[Records drawn from a dataset]

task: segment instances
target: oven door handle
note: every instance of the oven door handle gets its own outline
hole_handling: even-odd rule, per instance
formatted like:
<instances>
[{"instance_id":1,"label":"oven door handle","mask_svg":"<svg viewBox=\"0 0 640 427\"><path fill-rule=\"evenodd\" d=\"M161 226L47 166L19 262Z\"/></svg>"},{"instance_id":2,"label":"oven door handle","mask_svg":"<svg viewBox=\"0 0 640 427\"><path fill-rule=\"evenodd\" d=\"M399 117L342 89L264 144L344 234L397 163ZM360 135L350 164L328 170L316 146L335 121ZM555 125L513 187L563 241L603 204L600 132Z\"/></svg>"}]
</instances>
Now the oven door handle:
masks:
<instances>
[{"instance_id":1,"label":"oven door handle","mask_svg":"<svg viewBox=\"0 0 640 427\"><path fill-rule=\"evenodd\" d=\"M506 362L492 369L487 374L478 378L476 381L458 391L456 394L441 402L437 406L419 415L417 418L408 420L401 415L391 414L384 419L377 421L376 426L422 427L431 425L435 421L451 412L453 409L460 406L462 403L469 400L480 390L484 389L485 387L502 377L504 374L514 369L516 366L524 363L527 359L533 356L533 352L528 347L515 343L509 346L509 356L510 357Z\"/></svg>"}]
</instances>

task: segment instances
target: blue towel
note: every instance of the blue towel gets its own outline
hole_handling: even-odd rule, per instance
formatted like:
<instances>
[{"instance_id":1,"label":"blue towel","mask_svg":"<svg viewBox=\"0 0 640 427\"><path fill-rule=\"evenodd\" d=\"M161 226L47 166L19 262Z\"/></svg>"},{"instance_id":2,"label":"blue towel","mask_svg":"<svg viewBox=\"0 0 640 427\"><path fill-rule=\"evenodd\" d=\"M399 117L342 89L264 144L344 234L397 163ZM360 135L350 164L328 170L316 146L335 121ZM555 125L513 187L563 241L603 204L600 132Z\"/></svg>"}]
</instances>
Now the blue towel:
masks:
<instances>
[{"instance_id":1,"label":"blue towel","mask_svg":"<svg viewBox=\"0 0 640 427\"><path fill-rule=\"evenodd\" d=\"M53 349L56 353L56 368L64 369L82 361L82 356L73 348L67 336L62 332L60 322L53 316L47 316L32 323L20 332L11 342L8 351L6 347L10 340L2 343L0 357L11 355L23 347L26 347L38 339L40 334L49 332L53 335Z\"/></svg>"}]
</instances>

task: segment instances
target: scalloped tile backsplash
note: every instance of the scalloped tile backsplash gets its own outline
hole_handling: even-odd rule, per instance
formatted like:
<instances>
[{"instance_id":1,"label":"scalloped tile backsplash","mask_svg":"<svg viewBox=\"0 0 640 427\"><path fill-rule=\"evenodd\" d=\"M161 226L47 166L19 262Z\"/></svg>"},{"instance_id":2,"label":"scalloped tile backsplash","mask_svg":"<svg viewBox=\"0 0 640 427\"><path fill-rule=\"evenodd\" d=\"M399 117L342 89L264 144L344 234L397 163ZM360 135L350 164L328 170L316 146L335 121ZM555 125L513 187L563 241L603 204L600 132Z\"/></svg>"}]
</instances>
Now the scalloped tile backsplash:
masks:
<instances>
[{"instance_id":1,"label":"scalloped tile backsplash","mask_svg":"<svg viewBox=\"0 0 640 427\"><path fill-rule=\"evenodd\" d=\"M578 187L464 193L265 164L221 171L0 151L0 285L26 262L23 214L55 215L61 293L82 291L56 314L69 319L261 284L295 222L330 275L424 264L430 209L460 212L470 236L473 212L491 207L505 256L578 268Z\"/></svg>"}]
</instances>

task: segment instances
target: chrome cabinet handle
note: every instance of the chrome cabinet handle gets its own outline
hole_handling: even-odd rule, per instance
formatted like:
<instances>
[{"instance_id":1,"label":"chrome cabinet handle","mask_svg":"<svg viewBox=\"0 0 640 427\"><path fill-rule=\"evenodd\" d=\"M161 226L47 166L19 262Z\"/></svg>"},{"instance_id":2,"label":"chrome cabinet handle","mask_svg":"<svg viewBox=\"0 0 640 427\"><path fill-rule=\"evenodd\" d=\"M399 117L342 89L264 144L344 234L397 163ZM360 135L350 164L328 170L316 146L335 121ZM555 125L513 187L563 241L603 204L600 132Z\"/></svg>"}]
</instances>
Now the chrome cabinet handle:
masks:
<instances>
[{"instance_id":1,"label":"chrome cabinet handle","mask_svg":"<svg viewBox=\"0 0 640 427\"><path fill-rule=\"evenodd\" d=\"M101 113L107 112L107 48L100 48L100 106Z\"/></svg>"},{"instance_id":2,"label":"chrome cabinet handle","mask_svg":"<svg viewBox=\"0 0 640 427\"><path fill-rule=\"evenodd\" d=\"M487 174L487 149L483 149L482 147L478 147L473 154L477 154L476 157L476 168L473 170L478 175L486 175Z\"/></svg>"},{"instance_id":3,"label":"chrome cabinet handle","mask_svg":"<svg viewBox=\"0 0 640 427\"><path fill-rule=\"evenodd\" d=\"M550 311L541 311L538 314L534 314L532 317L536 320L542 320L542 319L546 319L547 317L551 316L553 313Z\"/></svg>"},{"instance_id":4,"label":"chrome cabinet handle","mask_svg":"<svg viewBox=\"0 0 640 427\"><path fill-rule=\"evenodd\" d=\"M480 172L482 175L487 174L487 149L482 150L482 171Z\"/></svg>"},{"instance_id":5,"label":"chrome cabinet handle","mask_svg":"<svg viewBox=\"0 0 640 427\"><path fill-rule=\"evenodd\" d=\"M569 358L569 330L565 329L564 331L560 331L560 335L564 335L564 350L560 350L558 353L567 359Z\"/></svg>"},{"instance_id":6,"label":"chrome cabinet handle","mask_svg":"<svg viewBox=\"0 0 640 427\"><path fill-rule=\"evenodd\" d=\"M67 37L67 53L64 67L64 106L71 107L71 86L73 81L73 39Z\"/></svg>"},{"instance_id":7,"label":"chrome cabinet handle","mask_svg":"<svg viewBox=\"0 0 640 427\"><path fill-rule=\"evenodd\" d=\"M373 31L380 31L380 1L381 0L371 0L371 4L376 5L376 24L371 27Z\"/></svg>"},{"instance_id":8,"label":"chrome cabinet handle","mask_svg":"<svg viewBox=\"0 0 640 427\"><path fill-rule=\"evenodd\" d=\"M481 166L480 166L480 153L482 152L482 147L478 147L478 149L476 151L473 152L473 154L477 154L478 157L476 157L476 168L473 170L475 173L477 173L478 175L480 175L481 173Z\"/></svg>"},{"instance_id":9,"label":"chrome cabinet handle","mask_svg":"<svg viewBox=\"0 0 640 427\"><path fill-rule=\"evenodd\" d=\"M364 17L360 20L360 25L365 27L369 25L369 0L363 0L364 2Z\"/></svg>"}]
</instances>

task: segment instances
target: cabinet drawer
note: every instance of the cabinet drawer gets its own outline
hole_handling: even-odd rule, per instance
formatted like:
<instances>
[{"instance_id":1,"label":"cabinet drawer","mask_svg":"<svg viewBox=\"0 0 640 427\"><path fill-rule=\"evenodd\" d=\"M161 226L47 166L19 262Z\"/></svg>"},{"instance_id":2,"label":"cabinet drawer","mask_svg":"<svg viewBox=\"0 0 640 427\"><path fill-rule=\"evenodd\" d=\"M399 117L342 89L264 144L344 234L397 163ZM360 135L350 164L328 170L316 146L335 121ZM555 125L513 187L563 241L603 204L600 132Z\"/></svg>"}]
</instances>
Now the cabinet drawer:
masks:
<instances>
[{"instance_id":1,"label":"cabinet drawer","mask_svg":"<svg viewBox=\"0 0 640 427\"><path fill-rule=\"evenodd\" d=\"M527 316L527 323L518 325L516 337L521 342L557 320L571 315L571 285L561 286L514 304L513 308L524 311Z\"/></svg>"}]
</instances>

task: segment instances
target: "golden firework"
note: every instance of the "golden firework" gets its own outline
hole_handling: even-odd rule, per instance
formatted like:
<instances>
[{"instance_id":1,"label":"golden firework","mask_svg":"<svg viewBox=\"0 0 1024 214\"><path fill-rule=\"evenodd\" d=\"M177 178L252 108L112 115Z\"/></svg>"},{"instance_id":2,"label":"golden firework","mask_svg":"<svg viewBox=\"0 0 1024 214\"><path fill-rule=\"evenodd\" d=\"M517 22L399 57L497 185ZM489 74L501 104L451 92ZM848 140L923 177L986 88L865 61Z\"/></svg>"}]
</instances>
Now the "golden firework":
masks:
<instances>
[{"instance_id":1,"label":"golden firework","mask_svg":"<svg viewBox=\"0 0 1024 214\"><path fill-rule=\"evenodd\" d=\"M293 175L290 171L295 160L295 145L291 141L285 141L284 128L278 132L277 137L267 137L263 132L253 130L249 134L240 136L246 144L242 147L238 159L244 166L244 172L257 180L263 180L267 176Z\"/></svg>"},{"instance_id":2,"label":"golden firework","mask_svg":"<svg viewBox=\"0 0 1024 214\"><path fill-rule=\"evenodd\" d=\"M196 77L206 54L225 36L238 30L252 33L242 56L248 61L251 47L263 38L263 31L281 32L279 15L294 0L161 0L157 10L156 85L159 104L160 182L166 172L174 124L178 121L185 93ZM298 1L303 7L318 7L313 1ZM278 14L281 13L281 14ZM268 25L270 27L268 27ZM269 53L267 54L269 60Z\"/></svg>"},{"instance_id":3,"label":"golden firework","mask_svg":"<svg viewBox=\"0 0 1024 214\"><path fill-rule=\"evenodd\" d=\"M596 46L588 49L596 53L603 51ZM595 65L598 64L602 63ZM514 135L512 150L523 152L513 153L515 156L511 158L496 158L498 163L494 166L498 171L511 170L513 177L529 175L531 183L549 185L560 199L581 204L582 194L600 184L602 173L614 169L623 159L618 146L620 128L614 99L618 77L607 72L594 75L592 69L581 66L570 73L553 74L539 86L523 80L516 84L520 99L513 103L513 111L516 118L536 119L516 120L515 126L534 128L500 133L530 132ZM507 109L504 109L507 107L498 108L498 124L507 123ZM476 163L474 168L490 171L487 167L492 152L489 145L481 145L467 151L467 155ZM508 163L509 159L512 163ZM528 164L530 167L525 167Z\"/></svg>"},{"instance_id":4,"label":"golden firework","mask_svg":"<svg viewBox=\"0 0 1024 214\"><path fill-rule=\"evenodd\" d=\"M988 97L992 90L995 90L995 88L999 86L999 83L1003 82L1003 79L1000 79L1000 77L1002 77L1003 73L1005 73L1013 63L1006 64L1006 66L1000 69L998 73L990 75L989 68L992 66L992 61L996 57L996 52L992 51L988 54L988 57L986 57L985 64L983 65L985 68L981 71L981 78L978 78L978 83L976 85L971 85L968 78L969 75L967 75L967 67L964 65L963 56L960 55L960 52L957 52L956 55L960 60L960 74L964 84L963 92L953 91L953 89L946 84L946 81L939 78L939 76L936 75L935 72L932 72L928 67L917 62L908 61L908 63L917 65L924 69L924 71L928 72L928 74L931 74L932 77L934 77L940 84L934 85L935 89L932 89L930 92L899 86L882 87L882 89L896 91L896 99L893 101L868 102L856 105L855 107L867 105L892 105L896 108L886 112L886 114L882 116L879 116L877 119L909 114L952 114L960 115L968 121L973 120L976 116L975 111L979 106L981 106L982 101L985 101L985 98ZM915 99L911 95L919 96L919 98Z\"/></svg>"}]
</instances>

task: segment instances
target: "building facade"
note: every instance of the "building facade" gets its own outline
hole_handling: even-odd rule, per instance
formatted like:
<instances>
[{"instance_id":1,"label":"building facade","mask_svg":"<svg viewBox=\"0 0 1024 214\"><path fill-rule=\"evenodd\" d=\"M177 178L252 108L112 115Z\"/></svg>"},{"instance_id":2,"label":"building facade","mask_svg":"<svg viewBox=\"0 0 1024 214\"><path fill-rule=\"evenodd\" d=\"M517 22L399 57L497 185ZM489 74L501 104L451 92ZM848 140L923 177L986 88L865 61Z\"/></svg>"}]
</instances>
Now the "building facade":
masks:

* [AIM OF THE EXERCISE]
Could you find every line in the records above that has the string "facade" and copy it?

* [SOLUTION TO THIS PROBLEM]
target: "building facade"
note: every instance of the "building facade" gets its own outline
[{"instance_id":1,"label":"building facade","mask_svg":"<svg viewBox=\"0 0 1024 214\"><path fill-rule=\"evenodd\" d=\"M177 178L252 108L112 115Z\"/></svg>"},{"instance_id":2,"label":"building facade","mask_svg":"<svg viewBox=\"0 0 1024 214\"><path fill-rule=\"evenodd\" d=\"M517 22L399 57L497 185ZM489 74L501 104L451 92ZM848 140L923 177L986 88L865 61Z\"/></svg>"}]
Now the "building facade":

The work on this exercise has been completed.